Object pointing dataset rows

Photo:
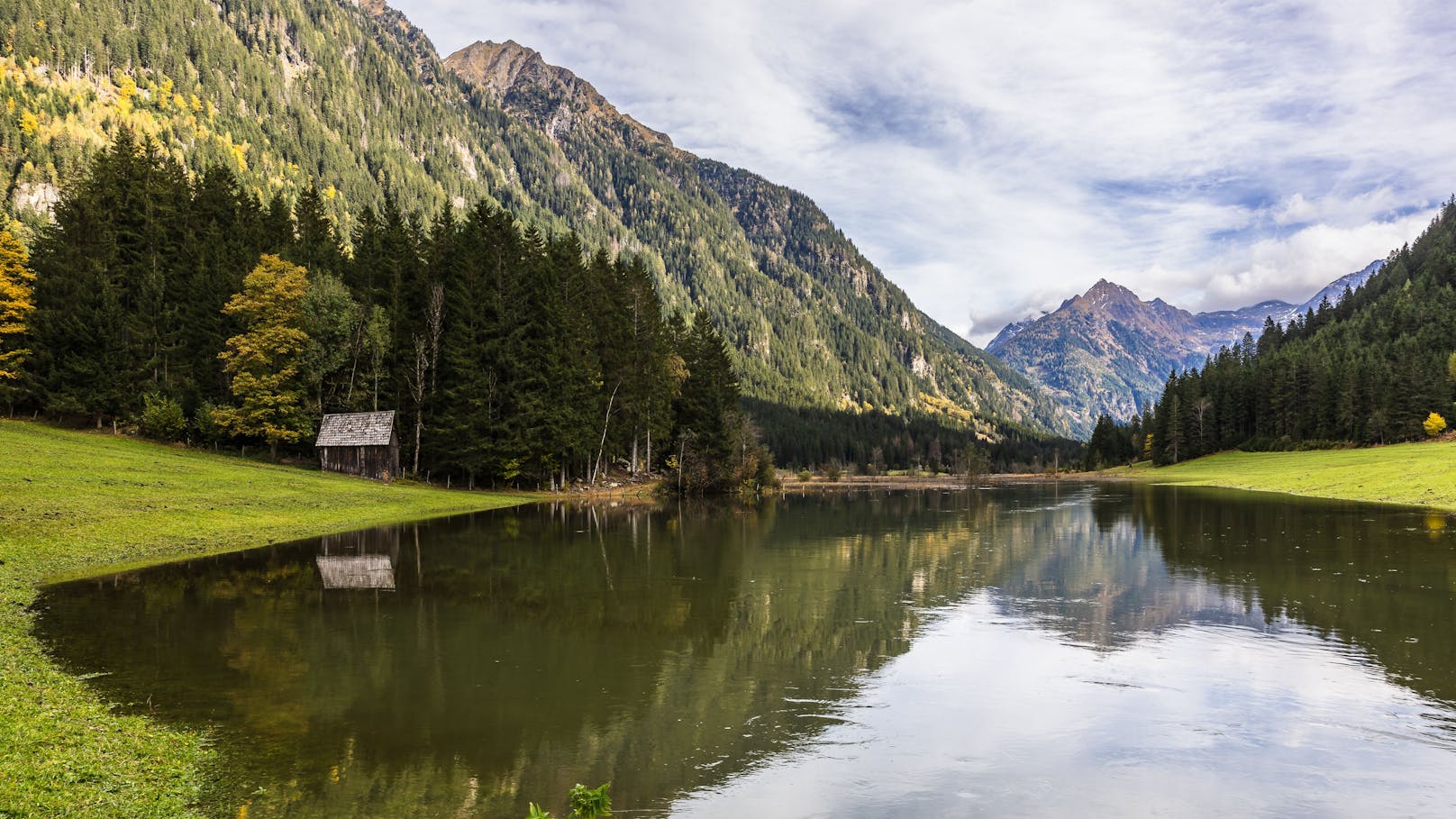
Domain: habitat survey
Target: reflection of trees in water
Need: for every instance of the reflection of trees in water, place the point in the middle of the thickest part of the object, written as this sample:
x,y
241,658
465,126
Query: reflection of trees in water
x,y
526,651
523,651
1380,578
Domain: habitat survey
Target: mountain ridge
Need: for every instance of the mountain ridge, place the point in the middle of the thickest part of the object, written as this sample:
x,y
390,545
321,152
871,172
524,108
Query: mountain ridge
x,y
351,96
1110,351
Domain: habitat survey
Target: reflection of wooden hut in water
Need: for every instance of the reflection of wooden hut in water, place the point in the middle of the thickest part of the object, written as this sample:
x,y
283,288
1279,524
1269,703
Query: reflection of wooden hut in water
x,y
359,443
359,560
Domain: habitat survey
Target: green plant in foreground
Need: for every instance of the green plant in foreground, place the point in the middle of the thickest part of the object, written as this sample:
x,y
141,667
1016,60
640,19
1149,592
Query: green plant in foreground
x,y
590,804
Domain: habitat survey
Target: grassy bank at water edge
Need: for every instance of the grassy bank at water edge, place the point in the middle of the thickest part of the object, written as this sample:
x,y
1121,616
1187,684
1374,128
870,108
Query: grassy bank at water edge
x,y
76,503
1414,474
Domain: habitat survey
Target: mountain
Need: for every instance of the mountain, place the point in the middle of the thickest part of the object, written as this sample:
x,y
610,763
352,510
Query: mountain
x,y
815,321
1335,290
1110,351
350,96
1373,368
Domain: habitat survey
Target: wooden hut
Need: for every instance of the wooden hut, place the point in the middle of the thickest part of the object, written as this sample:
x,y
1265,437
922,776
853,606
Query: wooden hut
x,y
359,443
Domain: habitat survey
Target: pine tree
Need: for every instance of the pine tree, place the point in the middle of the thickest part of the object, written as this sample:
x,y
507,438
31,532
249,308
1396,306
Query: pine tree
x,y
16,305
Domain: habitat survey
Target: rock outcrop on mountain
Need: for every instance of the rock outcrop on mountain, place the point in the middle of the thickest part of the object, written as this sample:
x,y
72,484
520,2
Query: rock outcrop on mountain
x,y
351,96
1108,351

◆ **Your objective**: Leave the pictures out and reproduce all of the records exactly.

◆ **Reply to the task**:
Photo:
Domain: habitat survey
Target: reflection of trees in water
Need: for every instance of the reflection of trees in water, place the point in the middle of the thickest part of the object, written as this sample:
x,y
241,658
465,126
Query: reflection of trees in water
x,y
526,651
523,651
1380,578
Domain: habitat survey
Target: mountain ridge
Need: for every instance of the mountain ridge, place the point in the middle of the thickest part of the object, written as this sample:
x,y
390,545
321,152
871,172
524,108
Query: mountain ridge
x,y
351,96
1110,351
Domain: habitat survey
Target: reflection of wooden hut in water
Need: for every instance of the reflection of wooden hut in water, place the point in the middle of the thickest part of the object, written as this sample:
x,y
283,288
1279,524
1269,703
Query: reflection of wooden hut in water
x,y
359,443
359,560
Domain: habitat survey
Target: green plant in foreground
Need: for every instance of the green plant in foreground, place the point in the middle of the thickest part of the object, written as this sample:
x,y
141,667
1016,60
640,19
1149,592
Query: green plant in foreground
x,y
590,804
Domain: habitat survey
Target: grassy bank at water edge
Need: for every instance of the grassy bank at water edge, place the point in the middle of the thickest part of the object, written as this sample:
x,y
1121,616
1187,684
1374,128
870,108
Query: grassy bank at water edge
x,y
76,503
1414,474
Domain: habitat survey
Target: mountain
Need: for every instance of the mountain, place the point in the middle of the thickest part of the object, written as this sample:
x,y
610,763
352,510
Query: mountain
x,y
815,321
1335,290
1110,351
350,96
1373,368
Domain: habitat survey
Target: wooden hut
Need: for every instance of the wooden hut, place the point in the middle of the thickest part of the object, written as this sample:
x,y
1265,437
922,776
853,606
Query: wooden hut
x,y
359,443
Domain: habitat survey
Target: pine tree
Need: for every instance of the pine tree, place the point in the middle of the thickest part of the object, written as this sample:
x,y
507,438
31,532
249,308
1396,306
Query: pine tree
x,y
16,305
Domain: habitat survey
Target: rock outcrop on mountain
Need: for every instance of the rock outcrop on mountain, place the point in the middle of the thickest part of the object, written as this sample:
x,y
72,484
520,2
Query: rock outcrop on mountain
x,y
351,96
1108,351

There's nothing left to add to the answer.